◆ **Quellenauszug**:
+ + + +

5. Anordnung nach Anspruch 4, wobei die Vorrichtung zum Beleuchten aufweist:

einen Hornstrahler (32) und eine Kollimationslinse (34) zum Empfangen elektromagnetischer Energiewellen von dem Horn und zum Richten der Wellen zum gleichmäßigen Beleuchten der rückwärtigen Oberfläche; und

wobei die Vorrichtung zum Anlegen einer einheitlichen Phasenverschiebung ein Phasenschieberelement aufweist, welches mit jedem Hornstrahler des Feldes gekoppelt ist.

6. Anordnung nach Anspruch 4, wobei die Vorrichtung zum Anlegen einer einheitlichen Phasenverschiebung aufweist:

eine Mehrzahl von zweiten Ferritblöcken (110), wobei jeder der Mehrzahl der zweiten Ferritblöcke mit der rückwärtigen Oberfläche einer entsprechenden von der Mehrzahl der Antennen gekoppelt ist und einer gleichmäßigen Magnetisierung von einstellbarer Intensität unterworfen ist; und

wobei die Vorrichtung zum Beleuchten ein einzelnes Raumstrahlhorn (104) zum Richten elektromagnetischer Energiewellen und eine einzelne Kollimationslinse (102) aufweist, zum Empfang elektromagnetischer Energiewellen von dem Horn und leiten der elektromagnetischen Energiewellen, um so eine Oberfläche der Mehrzahl der zweiten Ferritblöcke (110) gleichmäßig zu beleuchten.

7. Anordnung nach Anspruch 5 oder 6, wobei die Anordnung eine Reihenanordnung ist, welche ein erstes Ende und ein zweites Ende hat, wobei jede Antenne der Reihenanordnung mittels Distanzstücke (86, 87) in einem räumlich getrennten Verhältnis mit wenigstens einer benachbarten Antenne gekoppelt ist; und

wobei ein erstes Joch (83) mit dem ersten Ende gekoppelt ist und ein zweites Joch (85) mit dem zweiten Ende gekoppelt ist.

8. Anordnung nach Anspruch 5 oder 6, wobei diese Anordnung eine rechteckige Anordnung (40) ist, wobei jede Antenne der rechteckigen ' Anordnung mittels Distanzstücke in einem räumlich getrennten Verhältnis mit wenigstens zwei benachbarten Antennen gekoppelt ist; und

wobei eine Mehrzahl von Jochen vorgesehen ist, wobei jedes Joch der Mehrzahl der Joche mit einer Oberfläche einer entsprechenden Antenne, welche auf dem Umfang der rechteckigen Anordnung liegt, gekoppelt ist.

+ + + +

◆ **Datensatz**:
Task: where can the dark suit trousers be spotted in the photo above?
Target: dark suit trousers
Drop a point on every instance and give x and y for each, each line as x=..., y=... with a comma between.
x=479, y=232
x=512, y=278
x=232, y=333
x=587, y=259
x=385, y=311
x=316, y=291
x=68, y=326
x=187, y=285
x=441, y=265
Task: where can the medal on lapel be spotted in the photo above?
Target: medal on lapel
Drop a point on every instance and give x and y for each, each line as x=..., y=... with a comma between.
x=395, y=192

+ + + +

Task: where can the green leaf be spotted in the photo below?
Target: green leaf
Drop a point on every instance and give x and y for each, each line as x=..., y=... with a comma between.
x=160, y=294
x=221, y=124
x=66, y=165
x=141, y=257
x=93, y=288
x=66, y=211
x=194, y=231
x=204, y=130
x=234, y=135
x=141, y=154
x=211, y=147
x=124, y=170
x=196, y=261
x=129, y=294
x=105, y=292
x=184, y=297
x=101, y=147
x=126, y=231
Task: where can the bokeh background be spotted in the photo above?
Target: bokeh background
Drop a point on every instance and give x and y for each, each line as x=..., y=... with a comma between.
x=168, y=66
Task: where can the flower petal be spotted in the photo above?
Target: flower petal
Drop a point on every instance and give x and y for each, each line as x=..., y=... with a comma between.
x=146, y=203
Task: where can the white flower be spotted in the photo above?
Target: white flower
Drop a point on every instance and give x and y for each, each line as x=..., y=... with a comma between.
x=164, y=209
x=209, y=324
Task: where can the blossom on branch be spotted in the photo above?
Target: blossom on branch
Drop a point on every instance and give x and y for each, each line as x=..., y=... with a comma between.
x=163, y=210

+ + + +

◆ **Auszuführende Aufgabe**: Gib aus dem Auszug zur Antennenanordnung die Stelle von „wobei die Vorrichtung zum Beleuchten ein“ bis „gleichmäßig zu beleuchten.“ wortgetreu wieder. Die Daten stammen aus einer anderen Quelle als der Auszug.

◆ **Ergebnis der Übung**:
wobei die Vorrichtung zum Beleuchten ein einzelnes Raumstrahlhorn (104) zum Richten elektromagnetischer Energiewellen und eine einzelne Kollimationslinse (102) aufweist, zum Empfang elektromagnetischer Energiewellen von dem Horn und leiten der elektromagnetischen Energiewellen, um so eine Oberfläche der Mehrzahl der zweiten Ferritblöcke (110) gleichmäßig zu beleuchten.